EXERCISE AIM
Word for word, repeat the lines of the records from the one containing "of the crumpled" through the last line, both included.

TASK INPUTS
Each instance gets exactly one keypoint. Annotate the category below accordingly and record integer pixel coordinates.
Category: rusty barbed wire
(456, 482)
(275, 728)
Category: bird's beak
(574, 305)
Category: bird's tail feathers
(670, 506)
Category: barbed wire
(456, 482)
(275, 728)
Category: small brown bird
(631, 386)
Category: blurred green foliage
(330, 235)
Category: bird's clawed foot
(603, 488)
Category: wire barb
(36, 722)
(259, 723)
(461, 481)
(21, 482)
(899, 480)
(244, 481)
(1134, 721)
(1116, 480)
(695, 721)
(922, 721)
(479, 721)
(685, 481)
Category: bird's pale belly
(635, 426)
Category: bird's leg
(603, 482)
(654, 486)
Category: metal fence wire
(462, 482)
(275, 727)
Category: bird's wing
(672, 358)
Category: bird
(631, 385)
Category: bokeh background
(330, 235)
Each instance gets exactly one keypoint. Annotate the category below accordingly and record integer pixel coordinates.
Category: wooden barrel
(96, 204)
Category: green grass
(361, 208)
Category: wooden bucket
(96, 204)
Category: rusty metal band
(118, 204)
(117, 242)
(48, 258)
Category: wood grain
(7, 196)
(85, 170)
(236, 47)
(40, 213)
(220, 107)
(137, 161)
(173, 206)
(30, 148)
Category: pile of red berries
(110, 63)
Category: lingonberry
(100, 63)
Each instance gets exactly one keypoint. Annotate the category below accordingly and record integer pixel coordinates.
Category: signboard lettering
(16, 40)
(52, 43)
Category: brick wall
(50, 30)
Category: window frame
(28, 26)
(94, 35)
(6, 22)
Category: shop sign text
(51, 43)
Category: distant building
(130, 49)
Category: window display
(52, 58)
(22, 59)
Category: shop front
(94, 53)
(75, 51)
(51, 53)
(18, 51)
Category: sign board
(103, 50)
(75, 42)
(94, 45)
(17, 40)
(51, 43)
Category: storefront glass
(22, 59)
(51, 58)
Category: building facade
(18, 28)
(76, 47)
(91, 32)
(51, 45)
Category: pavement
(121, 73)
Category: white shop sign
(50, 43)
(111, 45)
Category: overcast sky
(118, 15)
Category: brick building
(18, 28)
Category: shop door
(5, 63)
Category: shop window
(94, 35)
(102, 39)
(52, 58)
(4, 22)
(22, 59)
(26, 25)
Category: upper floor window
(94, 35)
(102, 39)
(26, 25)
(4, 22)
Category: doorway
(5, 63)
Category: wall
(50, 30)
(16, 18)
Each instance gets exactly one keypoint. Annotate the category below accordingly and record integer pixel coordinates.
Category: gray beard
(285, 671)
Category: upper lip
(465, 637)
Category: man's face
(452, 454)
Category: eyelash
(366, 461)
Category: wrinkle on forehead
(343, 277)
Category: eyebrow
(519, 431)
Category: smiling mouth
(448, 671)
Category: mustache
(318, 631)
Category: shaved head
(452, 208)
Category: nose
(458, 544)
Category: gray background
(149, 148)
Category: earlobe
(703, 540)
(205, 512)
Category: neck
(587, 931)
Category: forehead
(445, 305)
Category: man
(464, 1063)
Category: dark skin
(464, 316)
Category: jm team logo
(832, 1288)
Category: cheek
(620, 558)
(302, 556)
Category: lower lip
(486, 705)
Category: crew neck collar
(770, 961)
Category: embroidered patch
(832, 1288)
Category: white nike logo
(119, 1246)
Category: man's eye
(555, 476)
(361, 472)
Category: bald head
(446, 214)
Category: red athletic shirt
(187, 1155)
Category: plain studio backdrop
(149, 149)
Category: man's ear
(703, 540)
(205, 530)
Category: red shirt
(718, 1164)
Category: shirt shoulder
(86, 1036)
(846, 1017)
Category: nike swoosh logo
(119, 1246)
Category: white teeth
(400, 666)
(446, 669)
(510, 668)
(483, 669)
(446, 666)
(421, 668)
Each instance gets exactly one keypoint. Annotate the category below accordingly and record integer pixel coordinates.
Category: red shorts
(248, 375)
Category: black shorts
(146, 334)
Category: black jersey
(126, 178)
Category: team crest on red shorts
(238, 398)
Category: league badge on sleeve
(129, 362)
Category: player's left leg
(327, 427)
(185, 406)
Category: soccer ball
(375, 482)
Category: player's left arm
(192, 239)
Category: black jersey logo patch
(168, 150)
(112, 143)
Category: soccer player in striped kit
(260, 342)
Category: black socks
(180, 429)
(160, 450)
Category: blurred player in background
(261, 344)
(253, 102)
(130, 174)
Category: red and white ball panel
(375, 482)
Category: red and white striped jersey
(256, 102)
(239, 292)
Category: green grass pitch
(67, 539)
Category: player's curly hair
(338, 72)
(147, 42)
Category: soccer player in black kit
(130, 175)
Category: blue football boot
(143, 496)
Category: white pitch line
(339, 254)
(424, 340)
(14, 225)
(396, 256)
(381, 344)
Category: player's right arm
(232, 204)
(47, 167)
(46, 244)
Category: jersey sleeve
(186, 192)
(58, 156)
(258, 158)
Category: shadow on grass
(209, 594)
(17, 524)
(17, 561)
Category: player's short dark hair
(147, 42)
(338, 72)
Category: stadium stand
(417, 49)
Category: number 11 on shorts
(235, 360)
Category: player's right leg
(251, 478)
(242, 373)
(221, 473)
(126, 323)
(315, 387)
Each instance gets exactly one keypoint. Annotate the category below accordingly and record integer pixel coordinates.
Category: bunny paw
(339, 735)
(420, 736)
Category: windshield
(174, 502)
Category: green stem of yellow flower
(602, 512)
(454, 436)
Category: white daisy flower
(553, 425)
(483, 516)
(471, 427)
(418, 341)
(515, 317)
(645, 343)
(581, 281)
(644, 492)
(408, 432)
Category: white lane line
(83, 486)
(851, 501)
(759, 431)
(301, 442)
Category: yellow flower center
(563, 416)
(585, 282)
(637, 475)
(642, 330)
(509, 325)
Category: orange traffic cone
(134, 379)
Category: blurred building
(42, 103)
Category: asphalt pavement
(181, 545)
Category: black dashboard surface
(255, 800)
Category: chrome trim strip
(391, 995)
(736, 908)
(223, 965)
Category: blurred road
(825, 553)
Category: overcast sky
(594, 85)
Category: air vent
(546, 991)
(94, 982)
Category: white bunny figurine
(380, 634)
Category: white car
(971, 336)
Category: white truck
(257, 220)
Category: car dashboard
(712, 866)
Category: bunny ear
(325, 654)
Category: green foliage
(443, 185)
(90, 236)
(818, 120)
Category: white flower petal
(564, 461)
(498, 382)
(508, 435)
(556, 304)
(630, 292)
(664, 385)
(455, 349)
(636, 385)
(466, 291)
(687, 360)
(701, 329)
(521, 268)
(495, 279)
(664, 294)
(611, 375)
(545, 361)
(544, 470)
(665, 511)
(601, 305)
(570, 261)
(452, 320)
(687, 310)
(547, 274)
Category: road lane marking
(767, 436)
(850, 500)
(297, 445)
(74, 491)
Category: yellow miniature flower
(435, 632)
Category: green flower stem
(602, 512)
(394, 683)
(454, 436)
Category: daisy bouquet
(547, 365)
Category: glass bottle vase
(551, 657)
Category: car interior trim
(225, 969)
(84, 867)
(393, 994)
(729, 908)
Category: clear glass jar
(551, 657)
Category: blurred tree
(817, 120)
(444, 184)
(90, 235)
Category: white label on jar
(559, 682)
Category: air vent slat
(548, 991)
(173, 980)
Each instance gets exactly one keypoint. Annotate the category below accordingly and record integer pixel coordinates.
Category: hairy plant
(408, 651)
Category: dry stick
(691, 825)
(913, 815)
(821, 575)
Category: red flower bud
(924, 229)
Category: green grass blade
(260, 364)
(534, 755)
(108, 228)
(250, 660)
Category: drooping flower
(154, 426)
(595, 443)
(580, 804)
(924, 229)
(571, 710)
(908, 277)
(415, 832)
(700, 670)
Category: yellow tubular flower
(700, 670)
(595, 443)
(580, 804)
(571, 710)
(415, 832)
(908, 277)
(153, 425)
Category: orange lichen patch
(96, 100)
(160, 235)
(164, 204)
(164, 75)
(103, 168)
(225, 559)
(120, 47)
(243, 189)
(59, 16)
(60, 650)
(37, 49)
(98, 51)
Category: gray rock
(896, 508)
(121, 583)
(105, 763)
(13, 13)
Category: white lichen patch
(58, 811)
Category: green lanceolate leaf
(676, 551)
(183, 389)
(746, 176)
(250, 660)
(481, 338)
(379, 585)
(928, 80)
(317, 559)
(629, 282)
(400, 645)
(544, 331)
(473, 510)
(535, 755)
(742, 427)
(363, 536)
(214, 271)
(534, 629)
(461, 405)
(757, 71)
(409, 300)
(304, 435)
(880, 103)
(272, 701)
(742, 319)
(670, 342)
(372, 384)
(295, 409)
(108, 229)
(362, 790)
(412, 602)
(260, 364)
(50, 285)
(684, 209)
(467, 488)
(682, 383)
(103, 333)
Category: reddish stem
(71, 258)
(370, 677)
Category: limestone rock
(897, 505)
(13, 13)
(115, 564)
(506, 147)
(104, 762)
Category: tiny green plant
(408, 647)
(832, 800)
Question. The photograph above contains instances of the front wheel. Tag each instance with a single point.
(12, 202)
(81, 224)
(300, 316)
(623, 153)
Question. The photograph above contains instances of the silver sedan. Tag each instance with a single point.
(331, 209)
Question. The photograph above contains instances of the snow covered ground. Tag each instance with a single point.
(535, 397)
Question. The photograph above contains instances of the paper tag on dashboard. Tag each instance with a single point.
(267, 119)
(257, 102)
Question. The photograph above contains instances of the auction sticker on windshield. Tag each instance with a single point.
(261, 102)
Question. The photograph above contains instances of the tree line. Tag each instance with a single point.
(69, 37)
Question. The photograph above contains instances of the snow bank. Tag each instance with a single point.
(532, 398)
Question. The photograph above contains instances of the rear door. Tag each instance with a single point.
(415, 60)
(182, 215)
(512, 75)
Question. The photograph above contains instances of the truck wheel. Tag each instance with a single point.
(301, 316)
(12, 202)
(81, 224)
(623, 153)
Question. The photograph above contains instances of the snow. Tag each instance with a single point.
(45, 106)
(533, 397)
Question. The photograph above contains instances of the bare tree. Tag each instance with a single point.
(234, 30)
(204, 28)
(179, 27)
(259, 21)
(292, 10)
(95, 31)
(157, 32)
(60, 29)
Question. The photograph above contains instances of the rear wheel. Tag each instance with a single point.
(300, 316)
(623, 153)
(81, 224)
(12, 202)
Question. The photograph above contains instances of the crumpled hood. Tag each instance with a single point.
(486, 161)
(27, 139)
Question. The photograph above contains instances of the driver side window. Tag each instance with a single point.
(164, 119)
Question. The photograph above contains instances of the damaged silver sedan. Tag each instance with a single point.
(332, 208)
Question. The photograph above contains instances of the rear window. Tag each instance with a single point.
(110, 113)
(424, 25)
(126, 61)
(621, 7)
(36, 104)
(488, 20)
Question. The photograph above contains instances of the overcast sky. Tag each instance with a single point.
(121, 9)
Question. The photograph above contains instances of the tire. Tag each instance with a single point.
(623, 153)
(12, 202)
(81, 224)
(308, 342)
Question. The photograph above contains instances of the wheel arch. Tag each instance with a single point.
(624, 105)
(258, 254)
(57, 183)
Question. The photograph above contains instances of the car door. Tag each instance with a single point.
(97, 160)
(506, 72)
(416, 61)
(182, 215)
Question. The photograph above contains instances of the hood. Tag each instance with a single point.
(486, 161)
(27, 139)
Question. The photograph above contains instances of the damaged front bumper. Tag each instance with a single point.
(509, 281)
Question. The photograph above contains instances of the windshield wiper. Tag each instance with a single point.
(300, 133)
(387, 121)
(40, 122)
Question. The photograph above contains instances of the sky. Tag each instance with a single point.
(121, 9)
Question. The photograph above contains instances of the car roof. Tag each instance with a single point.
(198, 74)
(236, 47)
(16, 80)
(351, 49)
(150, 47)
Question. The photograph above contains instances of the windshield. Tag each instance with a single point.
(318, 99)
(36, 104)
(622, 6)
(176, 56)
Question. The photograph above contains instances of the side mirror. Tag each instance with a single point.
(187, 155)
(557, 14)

PROBLEM SOLUTION
Question. The photograph above contains instances of the crumpled hood. Tag each instance with a single point.
(486, 161)
(27, 139)
Question. The photograph above contains instances of the driver side window. Tag each instance with a single point.
(164, 119)
Question. The photograph above contains instances of the damaged silver sedan. Tag each instance with a single point.
(332, 208)
Question. The photograph above contains instances of the rear window. Tag each instance with a single point.
(110, 113)
(424, 25)
(126, 61)
(621, 7)
(36, 104)
(488, 20)
Question. The photograph above contains instances of the overcast sky. Tag each instance with a single point.
(121, 9)
Question. The photograph above contains instances of the tire. Tag each instance with a single point.
(623, 153)
(12, 202)
(81, 224)
(308, 342)
Question. The photograph above contains instances of the wheel arch. Tag each instance with a single point.
(624, 105)
(258, 254)
(57, 183)
Question. The photograph above contains instances of the car door. Tag each instance with a single point.
(97, 160)
(506, 72)
(416, 61)
(182, 215)
Question. The photograph above contains instances of the hood. Tag each instance with a single point.
(486, 161)
(27, 139)
Question. The photograph above contains instances of the damaged front bumper. Tag each instance with a single point.
(509, 281)
Question. The photograph above contains instances of the windshield wiper. Tag each instance with a single point.
(300, 133)
(387, 121)
(40, 122)
Question. The photograph above contains instances of the sky. Tag each instance with a single point.
(121, 9)
Question. The photograph above contains instances of the car roof. Tag each instance with a single point.
(198, 74)
(236, 47)
(16, 80)
(351, 49)
(150, 47)
Question. The photograph above contains instances of the windshield. Tag each instance with a single point.
(318, 99)
(36, 104)
(622, 6)
(176, 56)
Question. The photograph above contains instances of the side mirror. Tag each instance with a single point.
(187, 155)
(557, 14)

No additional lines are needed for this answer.